### TASK TO COMPLETE
Please find each line in the rows below that contains the string "tree", matching case exactly, and copy those lines.
** Begin RECORDS TO USE **
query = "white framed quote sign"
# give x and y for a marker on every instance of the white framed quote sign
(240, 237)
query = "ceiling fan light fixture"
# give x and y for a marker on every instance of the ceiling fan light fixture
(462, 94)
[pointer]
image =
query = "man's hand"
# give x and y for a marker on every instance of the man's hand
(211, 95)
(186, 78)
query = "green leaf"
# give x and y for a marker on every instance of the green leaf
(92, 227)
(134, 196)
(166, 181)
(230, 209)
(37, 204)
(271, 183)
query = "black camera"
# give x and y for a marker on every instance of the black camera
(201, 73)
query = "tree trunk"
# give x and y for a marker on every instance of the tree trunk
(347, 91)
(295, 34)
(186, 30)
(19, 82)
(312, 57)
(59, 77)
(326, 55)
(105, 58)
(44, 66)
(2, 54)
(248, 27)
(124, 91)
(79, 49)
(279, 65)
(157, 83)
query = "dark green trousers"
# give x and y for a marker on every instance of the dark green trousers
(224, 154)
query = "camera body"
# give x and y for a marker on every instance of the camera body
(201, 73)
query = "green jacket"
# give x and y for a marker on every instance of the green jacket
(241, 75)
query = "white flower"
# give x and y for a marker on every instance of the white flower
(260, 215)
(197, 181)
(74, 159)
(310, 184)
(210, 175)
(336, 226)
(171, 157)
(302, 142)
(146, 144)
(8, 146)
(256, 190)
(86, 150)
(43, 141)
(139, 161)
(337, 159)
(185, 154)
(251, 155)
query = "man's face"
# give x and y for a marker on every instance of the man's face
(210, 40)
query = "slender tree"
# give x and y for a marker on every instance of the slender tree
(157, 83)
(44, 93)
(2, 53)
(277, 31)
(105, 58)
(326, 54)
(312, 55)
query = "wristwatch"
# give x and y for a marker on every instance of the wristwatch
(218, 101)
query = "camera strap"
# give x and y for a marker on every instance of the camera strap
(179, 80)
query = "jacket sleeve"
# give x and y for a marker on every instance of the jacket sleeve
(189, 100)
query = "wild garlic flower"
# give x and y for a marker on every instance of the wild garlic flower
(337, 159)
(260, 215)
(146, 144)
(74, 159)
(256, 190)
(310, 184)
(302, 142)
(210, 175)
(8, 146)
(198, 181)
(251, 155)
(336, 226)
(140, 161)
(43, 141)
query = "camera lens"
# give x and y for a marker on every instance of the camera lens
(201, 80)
** End RECORDS TO USE **
### REPLY
query = "tree trunk"
# give x and y for a marker on every instance of the tree trunk
query = "slender tree"
# give x and y for a marker on every instance of the slender tree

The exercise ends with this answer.